EXTRACTED TEXT:
☆ ☆ ☆
Test drive: The Rolls-Royce Phantom VIII

LUCERNE: Rolls-Royce Phantom VIII was this month driven by world media, including Arab News, in one of the most scenic regions in Europe in the Swiss Alps and around Lake Lucerne in Switzerland.
Since its debut in 1925, the Phantom has been the ultimate expression of luxury in the motor industry and the eighth generation scales new heights of beauty and power. The experience of driving and being chauffeured in a Phantom is memorable — especially as the world had to wait 14 years for this eighth generation to emerge.
The new Phantom VIII will arrive in world markets at the beginning of 2018 and some orders will shortly be on their way to the Gulf region.
Prices start at SR1.95 million ($520,000).
The new Phantom is the most advanced Rolls-Royce ever. With a new, almost silent, 6.75 liter twin-turbo V12 engine, the Phantom is an oasis of calm. It has a new aluminum architecture and air-suspension that gives it a Magic Carpet ride.
One unique feature of the new Phantom is “The Gallery” — an unprecedented concept which allows patrons to commission a work of art to be displayed inside the car’s glass covered dashboard.
A few weeks before the media launch, Rolls-Royce unveiled the new Phantom in London with examples from the seven predecessors — all owned by historical personalities. These included models owned by Queen Elizabeth II, Fred Astaire, John Lennon, the Aga Khan and Field Marshal Bernard Montgomery.
The new aluminum frame, dubbed “architecture of luxury” by the company, is 30 percent more rigid than that of the previous generation. This frame delivers more ride comfort, acoustic calm, seat luxury and interior sense of space.

Silence and comfort
Some extraordinary effort went into making the new Phantom “the most silent motor car in the world.” Two-layer 6mm glass was used all around the car; more than 130 kilos of sound insulation and sound-absorbing materials were included; double-skin alloys were also added to the floor and bulkhead of the space frame; and “silent seal” tires with foam layers isolate road noise and allow for quiet conversation within the car.
A further comfort feature is the “Magic Carpet Ride.” Suspension makes millions of calculations every second as it continuously varies the electronically controlled shock absorber adjustment system — reacting to body and wheel acceleration, steering inputs and camera information. In addition, the stereo camera system integrated in the windscreen to see the road ahead, adjusts suspension proactively rather than reactively up to 100 kilometers per hour. At this high speed, Phantom is 10 percent quieter than its predecessor.
☆ ☆ ☆
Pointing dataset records
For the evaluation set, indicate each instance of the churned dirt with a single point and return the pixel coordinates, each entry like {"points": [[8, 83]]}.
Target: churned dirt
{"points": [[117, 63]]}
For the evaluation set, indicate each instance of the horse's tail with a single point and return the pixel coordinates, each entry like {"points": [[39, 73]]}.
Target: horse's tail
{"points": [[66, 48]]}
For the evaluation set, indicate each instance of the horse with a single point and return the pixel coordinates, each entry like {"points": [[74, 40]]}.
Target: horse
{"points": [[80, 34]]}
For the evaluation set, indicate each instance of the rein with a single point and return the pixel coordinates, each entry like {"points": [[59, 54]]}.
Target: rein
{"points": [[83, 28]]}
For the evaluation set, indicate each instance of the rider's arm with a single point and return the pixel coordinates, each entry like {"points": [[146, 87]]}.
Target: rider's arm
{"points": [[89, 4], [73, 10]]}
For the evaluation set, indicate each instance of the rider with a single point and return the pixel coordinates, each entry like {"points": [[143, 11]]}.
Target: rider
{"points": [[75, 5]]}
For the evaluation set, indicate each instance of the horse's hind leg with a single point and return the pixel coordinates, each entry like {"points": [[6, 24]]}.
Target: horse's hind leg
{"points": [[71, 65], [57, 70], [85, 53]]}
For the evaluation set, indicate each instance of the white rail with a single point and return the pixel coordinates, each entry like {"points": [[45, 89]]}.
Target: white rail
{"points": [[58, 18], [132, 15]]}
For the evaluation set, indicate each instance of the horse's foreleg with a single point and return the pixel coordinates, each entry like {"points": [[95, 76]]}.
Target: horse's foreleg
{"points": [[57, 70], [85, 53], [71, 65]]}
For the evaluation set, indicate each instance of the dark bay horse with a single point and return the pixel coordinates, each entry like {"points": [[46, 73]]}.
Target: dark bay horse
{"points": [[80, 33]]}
☆ ☆ ☆
WHAT YOU NEED TO DO:
[a] In the Phantom test drive article, how much more rigid is the new aluminum frame than the previous generation's?
[b] Reproduce the part of the Phantom test drive article from "LUCERNE: Rolls-Royce Phantom" to "SR1.95 million ($520,000).".

TASK RESPONSES:
[a] It is 30 percent more rigid.

[b]
LUCERNE: Rolls-Royce Phantom VIII was this month driven by world media, including Arab News, in one of the most scenic regions in Europe in the Swiss Alps and around Lake Lucerne in Switzerland.
Since its debut in 1925, the Phantom has been the ultimate expression of luxury in the motor industry and the eighth generation scales new heights of beauty and power. The experience of driving and being chauffeured in a Phantom is memorable — especially as the world had to wait 14 years for this eighth generation to emerge.
The new Phantom VIII will arrive in world markets at the beginning of 2018 and some orders will shortly be on their way to the Gulf region.
Prices start at SR1.95 million ($520,000).